Before I started thinking I might be autistic, I had several incidents that I thought were panic attacks. When I talked to my doctor and psychiatrist about these, they were a bit mystified, since panic attacks don’t often have triggers as specific as mine. (They definitely can, it just tends to be somewhat rare.) These attacks almost always happened at the grocery store or one of my son’s sporting events, in addition to a few other situations. When I started reading up on autism and symptoms, I learned about meltdowns caused by sensory overload, and I realized that this is what I was actually experiencing.
What is sensory overload/overwhelm?
Because many neurodivergent folks have heightened sensitivities to external stimuli, it is not uncommon for them to experience sensory overload, but what exactly is that? Sensory overload happens when our nervous systems are overwhelmed by sensory or cognitive stimuli. Some examples of things that can cause sensory overload are:
- Loud noises
- Crowded spaces
- Strong scents
- Too much information and/or presented in too many different ways at once
- High-intensity emotional situations
When someone is experiencing sensory overload, it can cause irritability, anxiousness, physical discomfort, and inability to concentrate, among other symptoms. For example, when I am startled by a loud noise, I often become immediately enraged. It can be difficult to find ways to dispel that rage, so I have learned to leave the space if there are other people in it just so I don’t take it out on them. (Just ask my husband about this – he’s been the victim of more than one incident of noise-induced anger.)

────────────────

→ Questions on the material
1. Can you reproduce the sensory overload passage word for word, starting at the words "Before I started" and ending after "was actually experiencing."?
2. Could you carry on the sensory overload passage, picking up after its final sentence?

→ Information given
────────────────

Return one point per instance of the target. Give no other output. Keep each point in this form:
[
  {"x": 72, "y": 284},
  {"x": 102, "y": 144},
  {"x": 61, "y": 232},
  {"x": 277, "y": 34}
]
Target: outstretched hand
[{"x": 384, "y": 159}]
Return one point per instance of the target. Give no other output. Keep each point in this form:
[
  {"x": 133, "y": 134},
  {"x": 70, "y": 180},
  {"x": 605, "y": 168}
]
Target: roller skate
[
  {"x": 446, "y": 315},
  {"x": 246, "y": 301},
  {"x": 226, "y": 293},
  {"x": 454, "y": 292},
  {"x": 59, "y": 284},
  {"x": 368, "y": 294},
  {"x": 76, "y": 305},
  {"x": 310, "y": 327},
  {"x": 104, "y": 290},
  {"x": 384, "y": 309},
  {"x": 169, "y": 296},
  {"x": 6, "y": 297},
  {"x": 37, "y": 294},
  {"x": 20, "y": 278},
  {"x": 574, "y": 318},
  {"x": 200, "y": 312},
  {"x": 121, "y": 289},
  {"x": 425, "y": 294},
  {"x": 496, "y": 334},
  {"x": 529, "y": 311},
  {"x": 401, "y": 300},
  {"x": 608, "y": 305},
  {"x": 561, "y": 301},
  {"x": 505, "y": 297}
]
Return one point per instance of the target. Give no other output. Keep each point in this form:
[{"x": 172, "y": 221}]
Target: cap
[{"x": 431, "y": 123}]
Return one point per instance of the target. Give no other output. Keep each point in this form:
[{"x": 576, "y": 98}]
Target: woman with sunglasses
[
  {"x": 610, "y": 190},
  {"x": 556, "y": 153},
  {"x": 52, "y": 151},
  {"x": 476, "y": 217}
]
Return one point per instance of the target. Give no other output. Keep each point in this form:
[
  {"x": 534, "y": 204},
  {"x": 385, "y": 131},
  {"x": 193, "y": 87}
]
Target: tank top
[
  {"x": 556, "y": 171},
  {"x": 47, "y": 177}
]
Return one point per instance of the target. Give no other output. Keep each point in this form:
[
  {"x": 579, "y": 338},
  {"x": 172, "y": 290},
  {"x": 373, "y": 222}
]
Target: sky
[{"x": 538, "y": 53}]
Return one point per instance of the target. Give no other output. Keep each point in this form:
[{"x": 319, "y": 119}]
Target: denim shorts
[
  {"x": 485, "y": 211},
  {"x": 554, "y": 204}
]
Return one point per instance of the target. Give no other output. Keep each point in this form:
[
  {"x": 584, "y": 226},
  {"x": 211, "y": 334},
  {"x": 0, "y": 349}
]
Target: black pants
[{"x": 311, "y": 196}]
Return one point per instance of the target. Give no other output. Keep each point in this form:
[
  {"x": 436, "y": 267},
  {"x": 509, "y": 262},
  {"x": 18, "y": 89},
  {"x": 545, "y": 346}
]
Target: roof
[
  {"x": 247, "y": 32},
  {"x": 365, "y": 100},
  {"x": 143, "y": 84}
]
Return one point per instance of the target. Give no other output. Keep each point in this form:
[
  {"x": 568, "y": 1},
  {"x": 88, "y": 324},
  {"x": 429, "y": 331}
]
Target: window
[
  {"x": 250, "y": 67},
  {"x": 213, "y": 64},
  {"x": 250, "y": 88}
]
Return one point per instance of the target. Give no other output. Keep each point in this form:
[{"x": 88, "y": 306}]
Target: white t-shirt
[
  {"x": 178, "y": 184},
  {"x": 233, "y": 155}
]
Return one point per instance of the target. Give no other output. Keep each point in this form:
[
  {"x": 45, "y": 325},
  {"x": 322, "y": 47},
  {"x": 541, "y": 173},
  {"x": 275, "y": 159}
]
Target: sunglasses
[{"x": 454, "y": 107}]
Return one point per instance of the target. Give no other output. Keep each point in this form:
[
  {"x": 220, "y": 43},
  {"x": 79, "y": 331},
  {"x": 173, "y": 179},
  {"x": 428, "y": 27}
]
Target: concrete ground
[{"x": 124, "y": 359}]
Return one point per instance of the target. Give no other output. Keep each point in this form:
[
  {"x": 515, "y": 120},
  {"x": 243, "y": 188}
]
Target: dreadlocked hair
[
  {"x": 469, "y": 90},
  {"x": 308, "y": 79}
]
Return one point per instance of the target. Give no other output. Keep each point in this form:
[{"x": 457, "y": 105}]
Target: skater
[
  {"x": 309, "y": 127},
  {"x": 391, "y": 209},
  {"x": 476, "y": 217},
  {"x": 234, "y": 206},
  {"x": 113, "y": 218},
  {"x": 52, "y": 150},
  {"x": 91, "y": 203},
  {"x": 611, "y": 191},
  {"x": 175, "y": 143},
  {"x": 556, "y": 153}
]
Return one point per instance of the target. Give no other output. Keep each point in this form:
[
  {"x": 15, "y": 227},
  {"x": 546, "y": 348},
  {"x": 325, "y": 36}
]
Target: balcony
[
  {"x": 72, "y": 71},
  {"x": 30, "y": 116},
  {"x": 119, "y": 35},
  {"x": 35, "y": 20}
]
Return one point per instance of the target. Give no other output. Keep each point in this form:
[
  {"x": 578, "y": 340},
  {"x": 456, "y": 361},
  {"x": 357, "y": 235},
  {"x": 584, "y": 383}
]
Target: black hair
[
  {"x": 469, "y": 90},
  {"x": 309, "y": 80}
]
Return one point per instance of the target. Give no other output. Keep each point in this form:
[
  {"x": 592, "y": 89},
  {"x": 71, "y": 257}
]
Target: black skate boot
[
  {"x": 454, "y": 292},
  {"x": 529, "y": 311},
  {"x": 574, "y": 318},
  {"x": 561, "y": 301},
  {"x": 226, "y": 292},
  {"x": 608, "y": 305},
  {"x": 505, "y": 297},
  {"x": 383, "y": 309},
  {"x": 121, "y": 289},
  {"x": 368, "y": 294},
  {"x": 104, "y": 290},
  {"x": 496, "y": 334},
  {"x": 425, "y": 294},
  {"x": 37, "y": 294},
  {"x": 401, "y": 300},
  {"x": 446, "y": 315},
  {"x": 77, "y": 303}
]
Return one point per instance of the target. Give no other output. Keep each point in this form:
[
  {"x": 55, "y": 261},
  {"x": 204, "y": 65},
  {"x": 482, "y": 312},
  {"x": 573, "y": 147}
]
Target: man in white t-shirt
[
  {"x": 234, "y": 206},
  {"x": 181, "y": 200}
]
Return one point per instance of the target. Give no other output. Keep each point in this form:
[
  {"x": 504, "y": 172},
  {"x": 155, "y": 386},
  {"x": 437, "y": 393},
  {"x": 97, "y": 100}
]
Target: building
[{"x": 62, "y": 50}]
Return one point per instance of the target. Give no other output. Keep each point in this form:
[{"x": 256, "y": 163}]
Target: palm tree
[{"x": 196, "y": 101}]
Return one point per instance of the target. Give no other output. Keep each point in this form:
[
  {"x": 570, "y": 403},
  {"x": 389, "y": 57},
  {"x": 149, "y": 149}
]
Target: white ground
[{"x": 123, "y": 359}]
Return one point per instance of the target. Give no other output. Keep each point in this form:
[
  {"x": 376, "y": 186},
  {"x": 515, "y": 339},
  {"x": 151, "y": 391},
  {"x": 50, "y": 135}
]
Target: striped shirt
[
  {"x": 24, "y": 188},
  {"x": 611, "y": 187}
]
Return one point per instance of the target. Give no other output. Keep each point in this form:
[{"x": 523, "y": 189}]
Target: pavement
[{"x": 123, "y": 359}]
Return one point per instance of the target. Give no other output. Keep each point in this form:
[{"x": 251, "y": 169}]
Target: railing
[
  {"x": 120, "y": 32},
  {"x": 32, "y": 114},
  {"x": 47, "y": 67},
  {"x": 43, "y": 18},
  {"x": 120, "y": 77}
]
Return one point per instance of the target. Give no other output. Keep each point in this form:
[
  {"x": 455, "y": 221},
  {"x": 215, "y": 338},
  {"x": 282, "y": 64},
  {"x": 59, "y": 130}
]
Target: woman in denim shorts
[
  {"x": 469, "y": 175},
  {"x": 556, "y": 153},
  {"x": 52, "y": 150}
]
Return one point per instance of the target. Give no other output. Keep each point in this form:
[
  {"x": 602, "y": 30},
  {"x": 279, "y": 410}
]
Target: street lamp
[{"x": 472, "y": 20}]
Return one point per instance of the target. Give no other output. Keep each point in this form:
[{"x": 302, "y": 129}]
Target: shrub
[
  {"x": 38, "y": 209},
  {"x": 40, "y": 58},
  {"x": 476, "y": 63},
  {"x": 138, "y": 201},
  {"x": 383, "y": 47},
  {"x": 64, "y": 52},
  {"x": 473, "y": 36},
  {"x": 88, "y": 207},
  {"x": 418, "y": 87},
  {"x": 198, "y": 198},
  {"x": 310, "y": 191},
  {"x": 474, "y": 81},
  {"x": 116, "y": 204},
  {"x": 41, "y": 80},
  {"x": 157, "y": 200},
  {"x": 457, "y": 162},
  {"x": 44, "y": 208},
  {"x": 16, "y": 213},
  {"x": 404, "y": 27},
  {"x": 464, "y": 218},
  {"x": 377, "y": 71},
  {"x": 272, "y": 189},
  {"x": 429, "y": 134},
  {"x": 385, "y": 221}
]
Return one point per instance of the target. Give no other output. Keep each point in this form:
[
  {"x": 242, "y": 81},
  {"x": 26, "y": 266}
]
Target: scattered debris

────────────────

→ Answer section
1.
Before I started thinking I might be autistic, I had several incidents that I thought were panic attacks. When I talked to my doctor and psychiatrist about these, they were a bit mystified, since panic attacks don’t often have triggers as specific as mine. (They definitely can, it just tends to be somewhat rare.) These attacks almost always happened at the grocery store or one of my son’s sporting events, in addition to a few other situations. When I started reading up on autism and symptoms, I learned about meltdowns caused by sensory overload, and I realized that this is what I was actually experiencing.

2.
But when the sensory overwhelm is just too much, it can also cause a meltdown or shutdown.
Autistic meltdowns
Though these are often labeled as autistic meltdowns, people with other neurodivergent conditions can also experience them. Meltdowns can happen when our nervous system is overwhelmed by stimuli, causing our brain to think we’re in danger. People experience meltdowns in different ways, and there are many different possible behaviors someone having one might exhibit, including but not limited to:
- Crying or screaming
- Rapid stimming, walking, pacing
- Clenching their jaw or grinding their teeth
- Having trouble breathing
- Shutting down or withdrawing
- Hitting, kicking, throwing objects
- Running away
When I have a meltdown, it looks very similar to a panic attack: difficulty breathing, feeling very hot, and uncontrollable crying. I often also need to get up and pace or flap my hands some to try and work through it.
How do I recover from a meltdown or help someone else recover?
The most effective way to recover from an autistic meltdown is to remove – as much as possible – the stimuli that are causing the meltdown. If you are helping someone recover, it is important that you stay calm and do not judge them for their behaviors. Make sure to give them space, don’t touch them without them asking for it, and keep your voice low. For those experiencing a meltdown, finding a cool, dark space – or even a space that has less stimuli than the space you are in – can help you have the space you need for your nervous system to recover.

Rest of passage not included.